> [Requirement]:
The reply must reproduce each line below exactly.

> [Source information]:

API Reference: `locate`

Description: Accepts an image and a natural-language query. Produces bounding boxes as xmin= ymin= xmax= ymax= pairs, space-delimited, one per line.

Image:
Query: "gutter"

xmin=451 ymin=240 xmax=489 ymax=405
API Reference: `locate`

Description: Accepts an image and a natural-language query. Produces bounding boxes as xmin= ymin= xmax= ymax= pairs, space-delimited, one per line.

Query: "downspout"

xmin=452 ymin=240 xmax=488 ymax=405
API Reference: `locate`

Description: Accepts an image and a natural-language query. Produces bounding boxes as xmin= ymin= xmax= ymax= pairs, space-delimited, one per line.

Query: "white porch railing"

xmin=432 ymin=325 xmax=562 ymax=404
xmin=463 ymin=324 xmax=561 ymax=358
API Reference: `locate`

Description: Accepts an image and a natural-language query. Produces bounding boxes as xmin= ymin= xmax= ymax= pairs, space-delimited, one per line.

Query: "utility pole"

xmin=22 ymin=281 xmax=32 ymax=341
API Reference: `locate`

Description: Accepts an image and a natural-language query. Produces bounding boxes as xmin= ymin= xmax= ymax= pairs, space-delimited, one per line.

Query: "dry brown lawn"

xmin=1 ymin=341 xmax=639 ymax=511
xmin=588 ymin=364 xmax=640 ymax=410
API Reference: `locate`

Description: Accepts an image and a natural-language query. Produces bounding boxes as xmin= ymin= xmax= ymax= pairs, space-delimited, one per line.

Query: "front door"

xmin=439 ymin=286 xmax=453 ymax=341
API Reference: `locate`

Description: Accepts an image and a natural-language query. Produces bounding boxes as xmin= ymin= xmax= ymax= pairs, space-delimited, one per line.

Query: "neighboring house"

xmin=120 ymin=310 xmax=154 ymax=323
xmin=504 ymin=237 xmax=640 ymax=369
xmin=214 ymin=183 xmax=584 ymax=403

> [Output below]:
API Reference: `locate`

Description: Accepts an image and a natural-language query. Produces bounding boxes as xmin= ymin= xmax= ymax= pairs, space-delimited, one per line.

Image:
Query: "gutter"

xmin=451 ymin=240 xmax=489 ymax=405
API Reference: `locate`

Description: Accepts an image and a natural-language query. Produces bounding boxes as xmin= ymin= xmax= ymax= pairs, space-delimited, one per line.

Query: "downspout"

xmin=452 ymin=240 xmax=488 ymax=405
API Reference: `locate`

Description: Accepts an image and a natural-language query. Produces bounding boxes as xmin= ymin= xmax= ymax= pairs, space-delimited, one per line.

Query: "white porch railing"

xmin=432 ymin=325 xmax=562 ymax=404
xmin=463 ymin=324 xmax=561 ymax=358
API Reference: `locate`

Description: Accepts an image and a natural-language query. Produces bounding boxes as xmin= ymin= xmax= ymax= pairs, space-delimited, one per line.

Query: "utility pole"

xmin=22 ymin=281 xmax=32 ymax=341
API Reference: `locate`

Description: Accepts an image and a natural-language query. Produces bounding boxes as xmin= ymin= xmax= ymax= pairs, space-delimited, one per line.

Query: "dry brown lawn"

xmin=1 ymin=341 xmax=639 ymax=511
xmin=588 ymin=364 xmax=640 ymax=410
API Reference: `locate`

Description: Accepts an image and a natural-language query. Produces bounding boxes as xmin= ymin= xmax= ymax= pairs, space-delimited, one per line.

Query: "front door"

xmin=439 ymin=286 xmax=453 ymax=341
API Reference: `locate`

Description: Accepts an image and a natural-language query. Produces bounding boxes as xmin= ymin= xmax= ymax= pairs, space-delimited, one per line.

Query: "neighboring house"

xmin=120 ymin=310 xmax=154 ymax=323
xmin=504 ymin=237 xmax=640 ymax=369
xmin=214 ymin=183 xmax=584 ymax=403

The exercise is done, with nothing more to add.